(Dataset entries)
((
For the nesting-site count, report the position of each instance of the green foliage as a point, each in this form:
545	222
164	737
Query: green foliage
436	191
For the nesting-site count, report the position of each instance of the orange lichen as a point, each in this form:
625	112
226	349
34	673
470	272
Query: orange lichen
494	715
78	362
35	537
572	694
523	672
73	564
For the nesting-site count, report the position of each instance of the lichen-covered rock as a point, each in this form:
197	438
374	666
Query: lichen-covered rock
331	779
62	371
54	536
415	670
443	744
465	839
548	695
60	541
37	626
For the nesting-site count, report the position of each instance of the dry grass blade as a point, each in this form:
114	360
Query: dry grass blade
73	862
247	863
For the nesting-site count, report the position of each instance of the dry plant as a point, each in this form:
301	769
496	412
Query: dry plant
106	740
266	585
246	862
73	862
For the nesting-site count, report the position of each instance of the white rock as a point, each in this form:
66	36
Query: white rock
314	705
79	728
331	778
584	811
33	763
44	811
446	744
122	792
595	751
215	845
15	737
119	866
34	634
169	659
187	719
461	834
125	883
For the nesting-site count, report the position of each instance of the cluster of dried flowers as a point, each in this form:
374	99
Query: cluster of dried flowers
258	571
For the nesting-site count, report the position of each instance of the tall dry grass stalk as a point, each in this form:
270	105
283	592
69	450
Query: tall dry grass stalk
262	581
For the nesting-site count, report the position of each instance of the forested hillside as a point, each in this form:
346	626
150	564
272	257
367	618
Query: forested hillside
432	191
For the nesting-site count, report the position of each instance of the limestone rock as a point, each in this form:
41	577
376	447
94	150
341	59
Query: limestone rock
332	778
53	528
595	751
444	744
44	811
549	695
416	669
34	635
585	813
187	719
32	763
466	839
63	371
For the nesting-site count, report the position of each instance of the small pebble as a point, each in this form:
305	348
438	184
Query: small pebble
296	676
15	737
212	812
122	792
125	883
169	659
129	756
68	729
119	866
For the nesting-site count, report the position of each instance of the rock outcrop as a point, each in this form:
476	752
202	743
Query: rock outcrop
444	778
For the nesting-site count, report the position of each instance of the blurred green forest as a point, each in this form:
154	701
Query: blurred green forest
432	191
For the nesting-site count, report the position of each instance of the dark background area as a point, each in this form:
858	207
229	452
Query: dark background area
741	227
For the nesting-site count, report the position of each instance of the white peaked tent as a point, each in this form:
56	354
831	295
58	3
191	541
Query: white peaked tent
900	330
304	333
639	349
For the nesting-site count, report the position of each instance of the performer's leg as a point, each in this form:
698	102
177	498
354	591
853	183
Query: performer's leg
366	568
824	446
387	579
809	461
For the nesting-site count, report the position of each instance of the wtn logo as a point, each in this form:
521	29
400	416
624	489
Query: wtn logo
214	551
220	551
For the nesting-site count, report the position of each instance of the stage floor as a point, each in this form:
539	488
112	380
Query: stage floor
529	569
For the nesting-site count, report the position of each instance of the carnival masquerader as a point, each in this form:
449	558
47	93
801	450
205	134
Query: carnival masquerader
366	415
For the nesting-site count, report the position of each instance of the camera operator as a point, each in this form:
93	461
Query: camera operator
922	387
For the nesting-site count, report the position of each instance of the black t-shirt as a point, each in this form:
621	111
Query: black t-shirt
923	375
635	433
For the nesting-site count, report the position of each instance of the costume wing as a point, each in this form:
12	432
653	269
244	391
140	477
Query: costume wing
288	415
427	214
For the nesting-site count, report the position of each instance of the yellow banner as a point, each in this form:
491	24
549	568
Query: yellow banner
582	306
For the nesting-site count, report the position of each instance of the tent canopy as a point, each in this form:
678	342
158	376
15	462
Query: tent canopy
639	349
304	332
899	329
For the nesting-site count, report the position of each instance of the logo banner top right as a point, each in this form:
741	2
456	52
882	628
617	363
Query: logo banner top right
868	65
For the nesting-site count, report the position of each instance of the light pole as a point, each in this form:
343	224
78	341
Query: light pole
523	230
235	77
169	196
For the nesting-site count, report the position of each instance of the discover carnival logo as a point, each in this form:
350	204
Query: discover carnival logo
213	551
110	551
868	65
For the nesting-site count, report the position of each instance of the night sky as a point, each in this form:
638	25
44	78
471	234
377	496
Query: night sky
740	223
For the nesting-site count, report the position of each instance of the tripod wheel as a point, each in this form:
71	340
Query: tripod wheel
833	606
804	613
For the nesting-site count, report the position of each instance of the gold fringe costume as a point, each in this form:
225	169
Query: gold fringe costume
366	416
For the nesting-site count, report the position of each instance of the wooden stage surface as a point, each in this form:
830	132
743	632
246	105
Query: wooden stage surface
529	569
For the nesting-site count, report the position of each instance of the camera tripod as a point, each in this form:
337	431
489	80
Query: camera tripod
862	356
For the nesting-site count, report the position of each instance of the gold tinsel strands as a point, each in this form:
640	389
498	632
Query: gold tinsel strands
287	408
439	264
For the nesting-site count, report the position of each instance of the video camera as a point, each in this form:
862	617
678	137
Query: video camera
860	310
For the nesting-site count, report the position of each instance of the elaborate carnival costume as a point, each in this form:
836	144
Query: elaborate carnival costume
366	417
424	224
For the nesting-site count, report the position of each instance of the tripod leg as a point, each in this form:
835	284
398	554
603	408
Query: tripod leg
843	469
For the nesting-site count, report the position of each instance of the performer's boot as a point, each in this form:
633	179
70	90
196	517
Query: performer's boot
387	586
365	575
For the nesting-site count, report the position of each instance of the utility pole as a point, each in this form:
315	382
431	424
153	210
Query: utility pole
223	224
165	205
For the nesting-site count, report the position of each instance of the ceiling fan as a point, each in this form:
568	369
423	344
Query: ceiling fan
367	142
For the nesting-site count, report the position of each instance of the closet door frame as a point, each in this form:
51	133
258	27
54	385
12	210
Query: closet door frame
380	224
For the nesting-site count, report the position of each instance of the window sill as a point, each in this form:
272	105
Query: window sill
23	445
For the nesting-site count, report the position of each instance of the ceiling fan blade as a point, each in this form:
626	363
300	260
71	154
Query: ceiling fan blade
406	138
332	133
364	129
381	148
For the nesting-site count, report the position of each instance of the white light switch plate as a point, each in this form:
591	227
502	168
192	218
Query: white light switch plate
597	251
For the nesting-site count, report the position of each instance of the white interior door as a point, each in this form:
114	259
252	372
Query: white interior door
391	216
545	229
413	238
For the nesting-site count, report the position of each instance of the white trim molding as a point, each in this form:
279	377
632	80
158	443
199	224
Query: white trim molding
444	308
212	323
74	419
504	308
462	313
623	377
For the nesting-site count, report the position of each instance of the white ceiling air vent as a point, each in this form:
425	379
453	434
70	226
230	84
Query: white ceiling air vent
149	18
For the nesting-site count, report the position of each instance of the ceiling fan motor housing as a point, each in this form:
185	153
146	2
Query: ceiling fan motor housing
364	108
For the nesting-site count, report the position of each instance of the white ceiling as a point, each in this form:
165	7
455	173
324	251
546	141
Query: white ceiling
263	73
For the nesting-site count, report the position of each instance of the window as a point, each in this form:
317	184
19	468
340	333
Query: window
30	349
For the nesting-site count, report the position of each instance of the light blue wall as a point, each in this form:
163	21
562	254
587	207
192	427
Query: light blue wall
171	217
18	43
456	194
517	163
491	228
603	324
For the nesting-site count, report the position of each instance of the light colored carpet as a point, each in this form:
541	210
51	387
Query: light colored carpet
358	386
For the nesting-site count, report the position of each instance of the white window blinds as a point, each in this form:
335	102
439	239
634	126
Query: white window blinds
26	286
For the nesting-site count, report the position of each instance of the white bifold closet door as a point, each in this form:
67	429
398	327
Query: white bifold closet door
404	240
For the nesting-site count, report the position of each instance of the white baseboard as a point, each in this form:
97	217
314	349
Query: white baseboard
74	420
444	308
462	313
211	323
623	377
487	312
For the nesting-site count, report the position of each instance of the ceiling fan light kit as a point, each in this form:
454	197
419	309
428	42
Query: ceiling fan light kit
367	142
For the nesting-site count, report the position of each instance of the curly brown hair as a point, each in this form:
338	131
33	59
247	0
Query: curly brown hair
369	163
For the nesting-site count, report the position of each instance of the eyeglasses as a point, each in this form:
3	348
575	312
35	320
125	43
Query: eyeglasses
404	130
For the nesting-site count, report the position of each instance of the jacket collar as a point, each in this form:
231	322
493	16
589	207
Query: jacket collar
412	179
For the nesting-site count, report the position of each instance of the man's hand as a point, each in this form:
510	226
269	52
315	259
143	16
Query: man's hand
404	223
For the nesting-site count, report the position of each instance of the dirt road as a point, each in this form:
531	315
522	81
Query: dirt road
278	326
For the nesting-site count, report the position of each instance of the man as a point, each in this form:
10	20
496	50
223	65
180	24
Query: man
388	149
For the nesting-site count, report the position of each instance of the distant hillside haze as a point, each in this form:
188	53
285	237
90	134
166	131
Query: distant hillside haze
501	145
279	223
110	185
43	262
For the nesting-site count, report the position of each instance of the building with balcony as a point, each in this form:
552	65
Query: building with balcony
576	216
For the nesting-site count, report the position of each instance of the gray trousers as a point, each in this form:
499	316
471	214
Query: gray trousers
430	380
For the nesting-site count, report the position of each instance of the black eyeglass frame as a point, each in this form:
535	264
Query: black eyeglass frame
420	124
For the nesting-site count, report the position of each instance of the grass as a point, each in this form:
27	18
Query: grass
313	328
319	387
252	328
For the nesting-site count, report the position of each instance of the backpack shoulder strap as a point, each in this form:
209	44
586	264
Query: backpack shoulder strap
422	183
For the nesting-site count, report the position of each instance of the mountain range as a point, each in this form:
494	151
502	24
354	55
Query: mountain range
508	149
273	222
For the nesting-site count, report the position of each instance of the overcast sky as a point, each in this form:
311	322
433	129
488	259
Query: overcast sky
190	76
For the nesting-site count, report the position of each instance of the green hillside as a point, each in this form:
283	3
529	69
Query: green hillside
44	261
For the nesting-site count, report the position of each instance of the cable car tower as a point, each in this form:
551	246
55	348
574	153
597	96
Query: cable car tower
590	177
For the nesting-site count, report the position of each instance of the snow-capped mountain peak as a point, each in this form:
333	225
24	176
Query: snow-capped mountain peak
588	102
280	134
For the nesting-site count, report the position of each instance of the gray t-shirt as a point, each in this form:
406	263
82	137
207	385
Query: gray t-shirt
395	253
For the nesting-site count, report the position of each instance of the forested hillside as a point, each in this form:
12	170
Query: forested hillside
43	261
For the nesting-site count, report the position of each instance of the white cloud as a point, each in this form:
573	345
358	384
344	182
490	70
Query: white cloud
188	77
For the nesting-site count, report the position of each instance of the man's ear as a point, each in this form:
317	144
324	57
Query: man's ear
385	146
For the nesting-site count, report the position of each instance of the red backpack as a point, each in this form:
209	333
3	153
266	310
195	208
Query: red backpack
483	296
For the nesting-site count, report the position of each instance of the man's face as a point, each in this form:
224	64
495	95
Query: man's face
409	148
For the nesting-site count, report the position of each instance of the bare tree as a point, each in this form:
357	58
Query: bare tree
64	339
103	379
))
◆ What is being asked
Can you lay out the stretch from the line containing "the red backpack" through the end of the entries as a numbered list, skipping any blank lines?

◆ Written response
1. For the nesting-site count, report the position of each instance of the red backpack as a point, each in this form:
2. 209	333
3. 3	153
4. 266	310
5. 195	208
6. Query: red backpack
7. 483	296
8. For the nesting-site count, report the position of each instance of the man's face as a point, each in this form:
9. 224	64
10. 495	95
11. Query: man's face
12. 409	148
13. For the nesting-site count, report the position of each instance of the bare tree as a point, each in this form:
14. 357	58
15. Query: bare tree
16. 64	339
17. 103	379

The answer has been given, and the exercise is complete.